Return all lines of the data in which the string "dark" occurs.

**MATERIAL FOR THIS EXERCISE**
# # #

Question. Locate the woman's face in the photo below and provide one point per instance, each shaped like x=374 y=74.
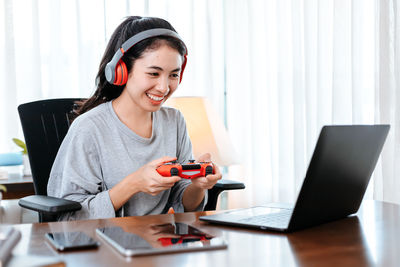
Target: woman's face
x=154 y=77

# # #

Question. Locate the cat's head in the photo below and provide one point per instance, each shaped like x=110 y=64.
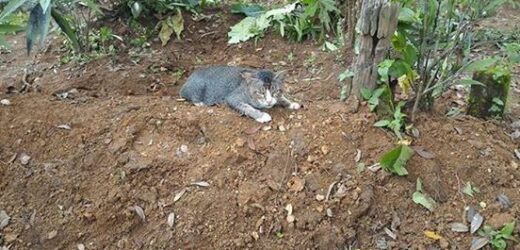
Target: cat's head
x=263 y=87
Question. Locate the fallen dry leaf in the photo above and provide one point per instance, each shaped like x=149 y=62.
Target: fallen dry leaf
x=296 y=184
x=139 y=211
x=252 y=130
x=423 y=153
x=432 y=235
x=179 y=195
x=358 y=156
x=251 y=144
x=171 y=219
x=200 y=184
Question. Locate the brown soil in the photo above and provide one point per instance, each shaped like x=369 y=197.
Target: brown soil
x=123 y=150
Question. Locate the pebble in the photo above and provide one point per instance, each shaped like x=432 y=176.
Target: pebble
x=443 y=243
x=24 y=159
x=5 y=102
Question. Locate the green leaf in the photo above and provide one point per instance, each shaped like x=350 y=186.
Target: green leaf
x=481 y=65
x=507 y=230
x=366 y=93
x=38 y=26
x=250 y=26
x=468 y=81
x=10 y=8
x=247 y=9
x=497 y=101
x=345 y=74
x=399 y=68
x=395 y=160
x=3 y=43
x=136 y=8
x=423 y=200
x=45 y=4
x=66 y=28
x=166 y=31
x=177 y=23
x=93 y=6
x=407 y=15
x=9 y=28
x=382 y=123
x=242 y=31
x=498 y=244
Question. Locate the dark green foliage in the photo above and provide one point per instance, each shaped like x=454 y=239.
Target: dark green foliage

# # #

**TASK OUTPUT**
Question. Locate the dark green foliage in the photo above and provide one point per instance, each shaped like x=454 y=239.
Target: dark green foliage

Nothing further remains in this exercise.